** Opening Supplied data block **

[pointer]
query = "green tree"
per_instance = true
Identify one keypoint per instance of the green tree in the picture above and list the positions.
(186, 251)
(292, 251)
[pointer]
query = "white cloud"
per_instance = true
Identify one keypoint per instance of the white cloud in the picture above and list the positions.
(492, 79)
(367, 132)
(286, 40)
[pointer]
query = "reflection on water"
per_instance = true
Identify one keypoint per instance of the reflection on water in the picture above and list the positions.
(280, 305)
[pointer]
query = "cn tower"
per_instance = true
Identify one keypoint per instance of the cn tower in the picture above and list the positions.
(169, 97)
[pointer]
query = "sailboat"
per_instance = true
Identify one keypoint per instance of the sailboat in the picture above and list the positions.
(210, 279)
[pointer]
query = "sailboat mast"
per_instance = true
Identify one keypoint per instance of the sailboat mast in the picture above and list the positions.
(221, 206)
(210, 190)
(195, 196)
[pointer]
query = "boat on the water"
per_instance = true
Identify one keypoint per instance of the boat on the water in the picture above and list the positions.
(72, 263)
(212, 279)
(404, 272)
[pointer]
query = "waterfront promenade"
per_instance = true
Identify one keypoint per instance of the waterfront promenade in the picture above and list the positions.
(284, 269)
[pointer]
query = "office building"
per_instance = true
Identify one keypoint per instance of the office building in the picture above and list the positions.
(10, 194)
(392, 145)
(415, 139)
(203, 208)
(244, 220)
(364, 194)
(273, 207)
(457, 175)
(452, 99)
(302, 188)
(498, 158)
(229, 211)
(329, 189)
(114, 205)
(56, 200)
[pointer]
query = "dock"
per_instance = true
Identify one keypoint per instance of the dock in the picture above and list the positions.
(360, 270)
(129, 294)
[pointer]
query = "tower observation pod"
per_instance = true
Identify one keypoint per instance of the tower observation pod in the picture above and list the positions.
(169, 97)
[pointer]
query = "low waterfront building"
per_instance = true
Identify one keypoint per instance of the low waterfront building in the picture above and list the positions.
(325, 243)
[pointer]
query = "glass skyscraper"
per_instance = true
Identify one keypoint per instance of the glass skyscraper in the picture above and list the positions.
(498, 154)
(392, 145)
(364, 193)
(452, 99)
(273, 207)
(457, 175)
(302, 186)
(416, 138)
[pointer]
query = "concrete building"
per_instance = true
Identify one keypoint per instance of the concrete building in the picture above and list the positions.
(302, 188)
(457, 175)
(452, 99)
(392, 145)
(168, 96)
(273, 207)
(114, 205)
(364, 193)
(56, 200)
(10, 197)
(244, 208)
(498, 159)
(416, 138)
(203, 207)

** Closing Supplied data block **

> _Work order_: Extract all of the material exactly as it is written.

> _Task response_:
[pointer]
query = "green tree"
per_instance = true
Identify one keypoint per instance of the green tree in the picture above and list the positions.
(186, 251)
(292, 251)
[pointer]
query = "white cloud"
per_instance = true
Identify one keypoint per instance of the white cloud in the picture above and list the positions.
(492, 79)
(367, 132)
(286, 40)
[pointer]
query = "reflection on water"
per_instance = true
Identify one keypoint per instance of the reflection on water in the picture above and list the positions.
(280, 305)
[pointer]
query = "cn tower"
per_instance = true
Identify one keypoint per instance of the cn tower in the picture above and list the positions.
(169, 97)
[pointer]
query = "sailboat"
per_instance = true
Identify one keypoint per instance of the sailboat in the picture above and list the positions.
(210, 279)
[pointer]
query = "sailboat mast"
per_instance = true
Identify one keypoint per instance of the sailboat mast in the picture above and list the positions.
(221, 206)
(210, 190)
(195, 196)
[pointer]
query = "boat on the water"
per_instance = true
Identify one keypoint per instance of the boat on the water in the picture above and list the positions.
(72, 263)
(212, 279)
(404, 272)
[pointer]
query = "waterfront promenade"
per_instance = true
Identify one keypoint per instance of the waterfront promenade in the picture above and list the positions.
(284, 269)
[pointer]
query = "office building"
per_instance = true
Identify one keypoint per instance of the office building in the picture above and list the positions.
(10, 194)
(392, 145)
(415, 139)
(203, 208)
(244, 220)
(364, 194)
(273, 207)
(457, 175)
(452, 99)
(302, 188)
(498, 158)
(229, 211)
(329, 189)
(114, 205)
(56, 200)
[pointer]
query = "dock"
per_instance = true
Identify one keypoint per instance of the dock in the picture above and list the positions.
(360, 270)
(129, 294)
[pointer]
query = "tower observation pod"
per_instance = true
Identify one keypoint per instance of the tower observation pod in the picture above and list the positions.
(169, 97)
[pointer]
query = "low waterfront building"
per_instance = true
Identify one keypoint per instance of the low waterfront building in the picture above and list the positions.
(325, 243)
[pointer]
query = "glass skyscraper"
per_instance = true
Identify one keypoint per instance of the glass skyscraper in the picture above and list the positions.
(498, 154)
(392, 145)
(364, 193)
(452, 99)
(273, 207)
(457, 175)
(302, 186)
(416, 138)
[pointer]
query = "concrete building"
per_instance = true
Identify one keypoint per instance of the concrete building in the picture above and list the positions.
(302, 188)
(457, 175)
(452, 99)
(392, 145)
(168, 96)
(273, 207)
(114, 205)
(364, 193)
(56, 200)
(10, 197)
(244, 208)
(498, 159)
(416, 138)
(203, 207)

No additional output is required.